— begin Dataset —

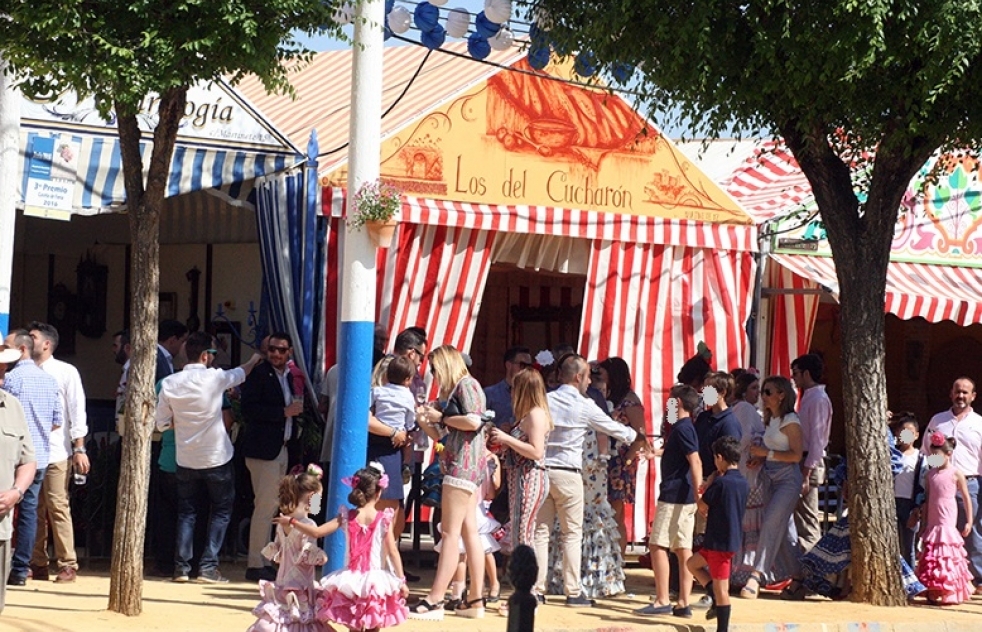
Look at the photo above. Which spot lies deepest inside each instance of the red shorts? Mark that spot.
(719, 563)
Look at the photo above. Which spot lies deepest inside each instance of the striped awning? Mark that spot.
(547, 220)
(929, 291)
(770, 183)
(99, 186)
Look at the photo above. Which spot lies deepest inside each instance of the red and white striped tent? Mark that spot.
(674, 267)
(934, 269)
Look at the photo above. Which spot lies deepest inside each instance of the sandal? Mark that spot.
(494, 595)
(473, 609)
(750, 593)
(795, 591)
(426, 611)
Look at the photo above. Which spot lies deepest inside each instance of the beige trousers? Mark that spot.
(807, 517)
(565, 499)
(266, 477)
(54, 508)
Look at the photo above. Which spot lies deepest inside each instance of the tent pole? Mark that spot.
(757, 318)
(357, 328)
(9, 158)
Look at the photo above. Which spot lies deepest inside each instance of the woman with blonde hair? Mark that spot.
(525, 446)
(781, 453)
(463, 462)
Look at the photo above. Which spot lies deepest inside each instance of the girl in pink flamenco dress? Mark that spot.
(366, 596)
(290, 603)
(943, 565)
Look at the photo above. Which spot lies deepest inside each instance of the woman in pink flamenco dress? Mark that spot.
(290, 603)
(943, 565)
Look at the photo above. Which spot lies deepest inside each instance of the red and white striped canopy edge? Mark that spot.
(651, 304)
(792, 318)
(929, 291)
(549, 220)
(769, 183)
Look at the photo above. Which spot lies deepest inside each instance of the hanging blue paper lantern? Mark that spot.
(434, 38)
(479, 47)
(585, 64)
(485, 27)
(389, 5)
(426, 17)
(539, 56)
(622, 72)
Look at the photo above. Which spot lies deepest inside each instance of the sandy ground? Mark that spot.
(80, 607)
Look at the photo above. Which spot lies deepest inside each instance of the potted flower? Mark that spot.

— end Dataset —

Copy out every line of the data from the line with "girl in pink flamenco dress? Mark that spot." through the end of the data, shifting each coordinate number up by 26 and keeping every other line as it stands.

Output below |
Look at the photo above. Which spot lies deepest inside each instance of the girl in pink flamenco dress? Mark that spot.
(392, 622)
(316, 629)
(969, 591)
Look at the photo above. Which spot lies deepest inside each instance of the woman in pink flamenco dress? Mark that spot.
(316, 629)
(969, 591)
Look at the photo above. Which spot lies deepest inside each instance of the red and white striped canopy edge? Mark that spot.
(677, 330)
(818, 344)
(955, 317)
(575, 246)
(795, 209)
Look at the photo above. Which spot lies deepest inside each instance of the hanging blue paper lantern? Mark that spot.
(460, 64)
(505, 73)
(611, 90)
(511, 53)
(415, 31)
(452, 43)
(565, 82)
(648, 98)
Look at the photo above. Which spot lies deepest inside each instance of the sandy ground? Mark that spot.
(106, 633)
Look at the photo above. Which spot lies deepest inside each instance of the potted flower? Mark that spot.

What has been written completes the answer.